Saved entries
=== Section Start ===
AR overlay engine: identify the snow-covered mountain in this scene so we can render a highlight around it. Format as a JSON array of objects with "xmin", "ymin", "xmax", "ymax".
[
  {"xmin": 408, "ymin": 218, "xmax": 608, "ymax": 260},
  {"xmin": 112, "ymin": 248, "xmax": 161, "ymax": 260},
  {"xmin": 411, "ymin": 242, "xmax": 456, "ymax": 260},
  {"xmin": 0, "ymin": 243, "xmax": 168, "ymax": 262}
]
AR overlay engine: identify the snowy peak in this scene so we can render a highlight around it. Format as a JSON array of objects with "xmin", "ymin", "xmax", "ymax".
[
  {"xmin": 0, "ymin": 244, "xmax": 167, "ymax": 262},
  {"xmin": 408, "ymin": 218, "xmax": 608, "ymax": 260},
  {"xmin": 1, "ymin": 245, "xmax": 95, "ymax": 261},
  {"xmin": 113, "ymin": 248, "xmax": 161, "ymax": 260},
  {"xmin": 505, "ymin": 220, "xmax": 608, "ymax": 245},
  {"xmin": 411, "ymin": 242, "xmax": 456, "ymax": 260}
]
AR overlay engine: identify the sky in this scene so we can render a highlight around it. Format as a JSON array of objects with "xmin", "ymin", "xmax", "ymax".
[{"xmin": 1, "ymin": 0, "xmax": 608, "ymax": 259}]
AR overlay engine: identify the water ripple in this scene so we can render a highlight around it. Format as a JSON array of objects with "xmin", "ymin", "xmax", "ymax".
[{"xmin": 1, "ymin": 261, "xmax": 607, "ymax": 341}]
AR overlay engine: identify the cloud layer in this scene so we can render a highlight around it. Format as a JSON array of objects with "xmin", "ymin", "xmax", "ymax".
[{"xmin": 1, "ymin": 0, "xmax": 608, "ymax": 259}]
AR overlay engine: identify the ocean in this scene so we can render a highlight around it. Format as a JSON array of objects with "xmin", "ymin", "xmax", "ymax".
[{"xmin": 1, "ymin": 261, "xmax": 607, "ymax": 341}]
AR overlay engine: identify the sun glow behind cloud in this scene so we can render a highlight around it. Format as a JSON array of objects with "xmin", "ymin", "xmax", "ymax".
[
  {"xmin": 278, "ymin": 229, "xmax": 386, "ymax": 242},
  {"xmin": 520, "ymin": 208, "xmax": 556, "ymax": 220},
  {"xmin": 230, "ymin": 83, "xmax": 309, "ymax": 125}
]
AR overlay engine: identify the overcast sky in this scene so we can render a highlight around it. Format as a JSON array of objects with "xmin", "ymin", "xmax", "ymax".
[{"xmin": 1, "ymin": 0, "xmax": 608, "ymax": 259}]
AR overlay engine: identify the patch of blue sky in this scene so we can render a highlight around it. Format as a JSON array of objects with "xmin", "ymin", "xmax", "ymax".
=== Section End ===
WHAT NEEDS TO BE DONE — Repeat all of the data exactly.

SOLUTION TO THE EXERCISE —
AR overlay engine: identify the snow-covered mountain in this scene so we can render a highlight around it. Format as a JSON array of objects with "xmin", "ymin", "xmax", "ymax".
[
  {"xmin": 408, "ymin": 218, "xmax": 608, "ymax": 260},
  {"xmin": 112, "ymin": 248, "xmax": 161, "ymax": 260},
  {"xmin": 411, "ymin": 242, "xmax": 456, "ymax": 260},
  {"xmin": 0, "ymin": 243, "xmax": 168, "ymax": 262}
]
AR overlay engine: identify the snowy peak in this scene so we can render a highlight around it. Format as a JSON array of objects with "xmin", "ymin", "xmax", "ymax".
[
  {"xmin": 0, "ymin": 244, "xmax": 167, "ymax": 262},
  {"xmin": 408, "ymin": 218, "xmax": 608, "ymax": 260},
  {"xmin": 1, "ymin": 245, "xmax": 95, "ymax": 261},
  {"xmin": 113, "ymin": 248, "xmax": 161, "ymax": 260},
  {"xmin": 505, "ymin": 220, "xmax": 608, "ymax": 245},
  {"xmin": 411, "ymin": 242, "xmax": 456, "ymax": 260}
]
AR overlay engine: identify the sky in this scene so we can render a highlight around it. Format as a JSON array of objects with "xmin", "ymin", "xmax", "ymax".
[{"xmin": 1, "ymin": 0, "xmax": 608, "ymax": 259}]
AR overlay engine: identify the water ripple in this scene so we can render a highlight around it. Format as a JSON array of objects with "xmin", "ymin", "xmax", "ymax".
[{"xmin": 1, "ymin": 261, "xmax": 607, "ymax": 341}]
AR overlay engine: identify the cloud layer in this scene so we can render a highlight around it. Format as a JSON array of objects with "xmin", "ymin", "xmax", "ymax".
[{"xmin": 1, "ymin": 0, "xmax": 608, "ymax": 259}]
AR overlay engine: identify the ocean in this scene so we can render a highlight around it. Format as a JSON array of objects with "xmin", "ymin", "xmax", "ymax".
[{"xmin": 1, "ymin": 261, "xmax": 607, "ymax": 341}]
AR overlay engine: identify the sun glow behind cloud in this scene so we can render a highlight around it. Format as a JSON array of objects with "xmin", "ymin", "xmax", "ymax".
[
  {"xmin": 278, "ymin": 229, "xmax": 386, "ymax": 242},
  {"xmin": 520, "ymin": 208, "xmax": 556, "ymax": 220},
  {"xmin": 230, "ymin": 83, "xmax": 309, "ymax": 125}
]
AR overlay engine: identify the overcast sky in this scene so we can render a highlight around it. Format as a JSON array of objects with "xmin", "ymin", "xmax", "ymax".
[{"xmin": 1, "ymin": 0, "xmax": 608, "ymax": 259}]
AR overlay engine: identify the patch of blue sky in this scene so we can render a highlight around it. Format as a JSON array of objects with "xmin", "ymin", "xmax", "ymax".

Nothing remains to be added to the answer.